A Framework for Usable Products


BASIC UX is a set of common principles

that test something’s overall user experience.


It is aesthetically pleasing?

The look and feel of a product is an important part of its overall user experience.  A visually appealing design is perceived as being easier to use than an ugly one (Aesthetic-Usability Effect). Designers should establish style guides and design specs to set the standard for a product’s look and feel. A few minor details in some cases can make a design look ‘off’ and make the product feel ‘broken.’

Questions to ask

  • Is it aesthetically pleasing?
  • Does it follows the style guide?
  • Are high quality visuals used?
  • Is it properly aligned?


Can ‘everyone’ use it?

A product’s accessibility is the degree to which it is available and usable by people, regardless of ability. Developers must go beyond the ‘average’ user and ensures that those with less ability to move hands effectively, vision impairment/blindness, and other disability are also able to use the product.

Questions to ask

  • Can ‘everyone’ use it?
  • Does it comply with standards?
  • Is it cross-platform compatible?


Does it make life easier?

The time it takes to make a decision is proportionally related to the number and complexity of choices (Hick’s Law).   Simplicity should be the deciding factor when choosing between two identical designs (Ockham’s Razor). Designers should create user interfaces that distill the options to only what is needed to perform the user’s task. Visually, this means balancing use of space and alignment to create associates rather than complex graphics and styling. For language, this means reducing redundancy, minimizing passivity and filler words.  Overall, simplicity also reflect on a products usefulness to reduce the workload for its user; does it make their life easier/simpler, or does it add complexity and work?

Questions to ask

  • Does it reduce the user’s workload?
  • Is it free of clutter and repetitive text?
  • Is its functionality necessary?


Is it easy to learn?

### Record extracts
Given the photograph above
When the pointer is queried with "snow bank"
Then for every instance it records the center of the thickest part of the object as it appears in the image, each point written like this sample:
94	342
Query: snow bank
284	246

### Prompt
Write what comes next in the BASIC UX framework text, picking up after its final heading, "Is it easy to learn?"

### Response to this task
Intuitiveness is about on how "learnable" a product and its features are. Very few things are innately intuitive like breathing.  The critical point here is that a product can be learned and that the user does not need to relearn its functionality over and over again.  Also, this learning should be as simple as possible so that understanding the product is not a large obstacle to using the product itself. Affordance is a key aspect of intuitive design. Like the color of links or the shape of buttons; these design techniques give clues to the user about what the elements can do. It’s also import to realize that most people spend most of their time with other products; so building upon learned patters is key.

Questions to ask

  • Is the functionality clear?
  • Can the user achieve their goal with little or no initial instructions?
  • Is the task easily repeated by the user without further instruction?
  • Can the user predict the outcome/output?


Does it match the system?

Consistency is the thread that holds a product's user experience together. A beautiful product is consistent. An accessible product is consistent. A simple product is consistent. An intuitive product is consistent. In UX — consistency is the thing that separates frustrating chaos from cohesive harmony. It is important that design colors, spacings, fonts and alignments are consistent throughout the product. Designers should reuse existing and learned elements in the system whenever possible. Forms should have consistent alerts, labels, validation, and action behaviors. Navigation should be consistent and predictable. A dependable product performs consistently for a user every time. This builds trust and assurance between the user and the product's functionality. If consistency is lacking then the entire UX will be as well.

Questions to ask

  • Does it reuse existing patterns/designs?
  • Is its language, images, and branding consistent with the system?
  • Does it appear in the right place at the right time?
  • Does is perform consistently every time?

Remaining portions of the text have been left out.